Bangladesh is one of the world’s leaders in solar home systems for off-grid communities, with more than 5 million of the systems now in place. But that’s not all. In Bangladesh, owners of home solar powered systems earn money by trading their surplus electricity earning a much-needed extra income during the pandemic.
SOLshare, a company that helps owners trade their surplus electricity, recently won an international award for climate change innovation. “We have created a device that can share the surplus energy and help people earn money for it,” said Salma Islam, a project manager at SOLshare, based in Dhaka, according to a report in Reuters.
Using an electronic unit installed alongside their solar system, owners can transfer excess energy into a local power “microgrid” created with other SOLshare users, allowing those who need more power to buy it. “If someone puts the device on automode it will automatically start selling energy once its (battery is) full,” Islam said.

*Data under study*
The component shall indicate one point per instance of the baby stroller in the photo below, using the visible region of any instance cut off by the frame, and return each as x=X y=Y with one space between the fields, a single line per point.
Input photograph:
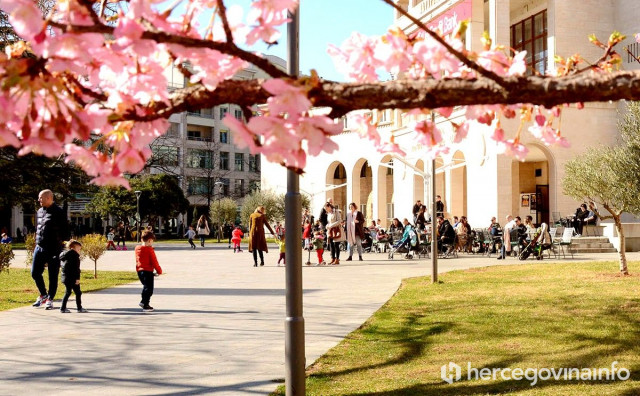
--
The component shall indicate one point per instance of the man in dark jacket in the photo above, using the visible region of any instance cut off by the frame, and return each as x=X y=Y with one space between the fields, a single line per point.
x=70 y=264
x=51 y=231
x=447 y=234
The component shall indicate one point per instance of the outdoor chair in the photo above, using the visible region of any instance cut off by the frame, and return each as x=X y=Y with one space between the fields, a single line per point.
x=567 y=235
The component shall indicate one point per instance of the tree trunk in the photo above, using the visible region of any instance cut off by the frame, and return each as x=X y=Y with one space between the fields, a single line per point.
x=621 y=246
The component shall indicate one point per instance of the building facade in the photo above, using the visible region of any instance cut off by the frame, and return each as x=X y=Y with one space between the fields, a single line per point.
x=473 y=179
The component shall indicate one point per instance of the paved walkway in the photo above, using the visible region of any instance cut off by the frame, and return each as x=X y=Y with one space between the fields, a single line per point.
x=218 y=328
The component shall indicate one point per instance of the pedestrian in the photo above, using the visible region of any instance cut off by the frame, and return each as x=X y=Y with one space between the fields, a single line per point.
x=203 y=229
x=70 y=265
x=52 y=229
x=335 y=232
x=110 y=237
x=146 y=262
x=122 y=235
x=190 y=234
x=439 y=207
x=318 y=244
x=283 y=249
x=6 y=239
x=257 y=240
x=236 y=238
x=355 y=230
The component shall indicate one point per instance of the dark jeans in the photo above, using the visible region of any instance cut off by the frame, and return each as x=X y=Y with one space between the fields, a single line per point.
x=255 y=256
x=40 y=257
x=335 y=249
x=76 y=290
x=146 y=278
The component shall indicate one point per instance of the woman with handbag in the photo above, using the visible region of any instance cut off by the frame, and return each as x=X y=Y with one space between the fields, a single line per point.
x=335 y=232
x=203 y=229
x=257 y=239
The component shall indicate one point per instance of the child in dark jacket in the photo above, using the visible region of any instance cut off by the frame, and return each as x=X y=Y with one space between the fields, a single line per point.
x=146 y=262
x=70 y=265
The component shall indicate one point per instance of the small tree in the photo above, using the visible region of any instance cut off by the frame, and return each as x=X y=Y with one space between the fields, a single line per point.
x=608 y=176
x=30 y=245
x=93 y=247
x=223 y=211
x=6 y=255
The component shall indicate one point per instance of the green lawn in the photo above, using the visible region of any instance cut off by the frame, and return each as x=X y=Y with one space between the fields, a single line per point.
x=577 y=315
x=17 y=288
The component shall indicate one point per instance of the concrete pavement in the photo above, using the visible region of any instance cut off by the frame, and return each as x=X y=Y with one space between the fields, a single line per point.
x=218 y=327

*Work task A*
Please return the part of the Bangladesh solar passage starting with "Bangladesh is one" and going on through "report in Reuters.".
*Work task B*
According to the Bangladesh solar passage, how many solar home systems are now in place in Bangladesh?
*Work task C*
Translate this sentence from the Bangladesh solar passage into Spanish: "SOLshare, a company that helps owners trade their surplus electricity, recently won an international award for climate change innovation."
The rows come from a different source than the Bangladesh solar passage.

*Written answer A*
Bangladesh is one of the world’s leaders in solar home systems for off-grid communities, with more than 5 million of the systems now in place. But that’s not all. In Bangladesh, owners of home solar powered systems earn money by trading their surplus electricity earning a much-needed extra income during the pandemic.
SOLshare, a company that helps owners trade their surplus electricity, recently won an international award for climate change innovation. “We have created a device that can share the surplus energy and help people earn money for it,” said Salma Islam, a project manager at SOLshare, based in Dhaka, according to a report in Reuters.

*Written answer B*
More than 5 million.

*Written answer C*
SOLshare, una empresa que ayuda a los propietarios a comerciar con su excedente de electricidad, ganó recientemente un premio internacional a la innovación en materia de cambio climático.